#### [DATA SUPPLIED]
Start of Block

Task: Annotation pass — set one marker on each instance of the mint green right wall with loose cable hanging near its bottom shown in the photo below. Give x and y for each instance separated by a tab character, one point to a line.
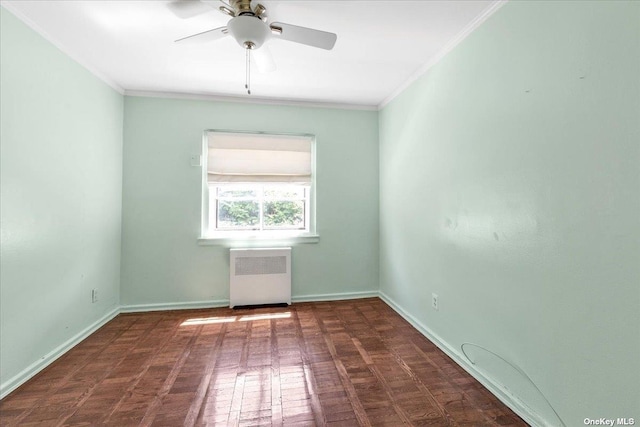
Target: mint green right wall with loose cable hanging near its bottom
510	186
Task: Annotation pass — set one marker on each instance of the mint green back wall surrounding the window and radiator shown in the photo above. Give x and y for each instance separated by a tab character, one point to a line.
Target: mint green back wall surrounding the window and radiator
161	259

End of Block
Start of Block

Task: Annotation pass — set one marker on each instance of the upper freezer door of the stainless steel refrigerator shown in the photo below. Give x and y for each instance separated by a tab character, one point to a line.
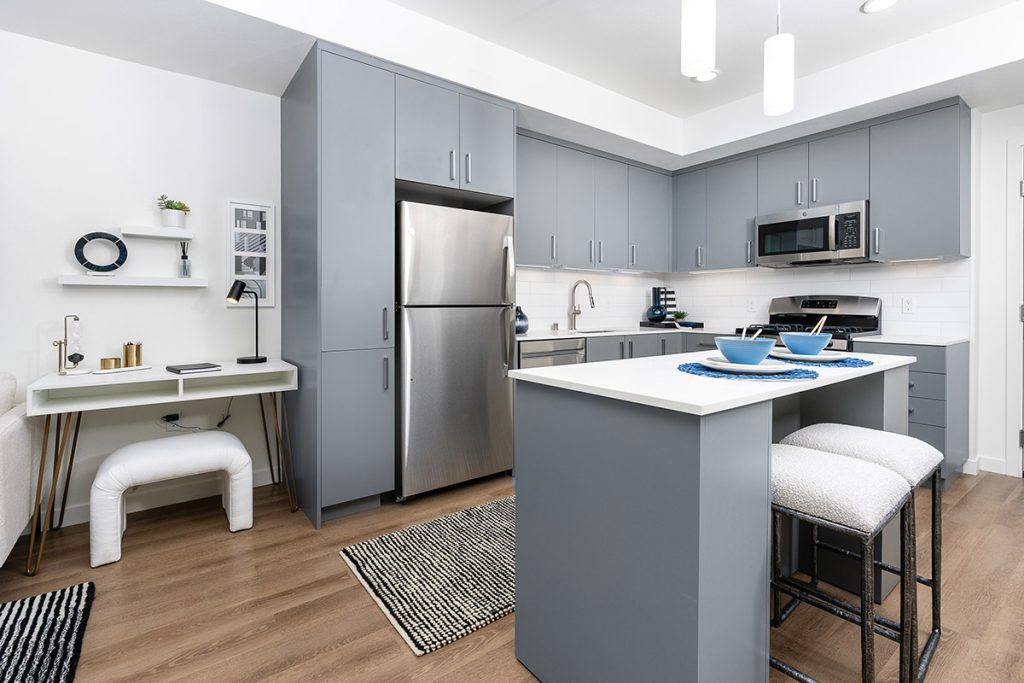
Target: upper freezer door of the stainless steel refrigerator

End of Block

#### [TASK BRIEF]
Report how many lines in the records hold the word "pass", giving the number and nothing else.

#### [YOUR RESPONSE]
3